MATERIALS PROVIDED:

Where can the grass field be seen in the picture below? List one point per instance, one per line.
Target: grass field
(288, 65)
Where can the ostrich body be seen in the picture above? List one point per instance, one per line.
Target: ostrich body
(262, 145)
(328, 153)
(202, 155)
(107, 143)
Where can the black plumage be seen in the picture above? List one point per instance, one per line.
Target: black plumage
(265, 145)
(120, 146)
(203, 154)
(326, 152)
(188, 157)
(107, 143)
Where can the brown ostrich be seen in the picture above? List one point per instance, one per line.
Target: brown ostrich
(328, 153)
* * *
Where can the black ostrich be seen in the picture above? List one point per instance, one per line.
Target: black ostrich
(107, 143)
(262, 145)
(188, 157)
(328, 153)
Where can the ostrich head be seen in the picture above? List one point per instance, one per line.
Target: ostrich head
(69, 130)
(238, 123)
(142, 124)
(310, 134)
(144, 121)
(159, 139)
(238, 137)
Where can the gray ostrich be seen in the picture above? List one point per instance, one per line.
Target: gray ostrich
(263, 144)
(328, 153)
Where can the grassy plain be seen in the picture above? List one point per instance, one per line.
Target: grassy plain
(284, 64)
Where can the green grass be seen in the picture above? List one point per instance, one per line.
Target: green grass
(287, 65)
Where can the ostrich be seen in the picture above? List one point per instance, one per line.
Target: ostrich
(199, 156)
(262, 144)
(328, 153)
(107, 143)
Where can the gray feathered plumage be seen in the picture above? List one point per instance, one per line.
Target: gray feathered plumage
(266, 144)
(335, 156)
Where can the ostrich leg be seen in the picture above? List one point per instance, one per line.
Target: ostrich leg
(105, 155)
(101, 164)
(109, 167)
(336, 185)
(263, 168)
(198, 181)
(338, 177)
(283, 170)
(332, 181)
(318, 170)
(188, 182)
--
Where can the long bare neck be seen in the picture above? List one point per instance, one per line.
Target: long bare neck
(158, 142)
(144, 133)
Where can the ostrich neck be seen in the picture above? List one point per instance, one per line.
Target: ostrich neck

ACTIVITY: Using the records above, write out exactly the lines between the one holding "Where can the black ostrich" and the one holding "Where can the ostrich head", inclusive; leave everything else out.

TASK RESULT:
Where can the black ostrich be seen in the picture above? List one point per instance, one per line.
Target: black ostrich
(107, 143)
(262, 145)
(188, 157)
(328, 153)
Where can the ostrich head be seen in the picture above? List one point per instance, one per line.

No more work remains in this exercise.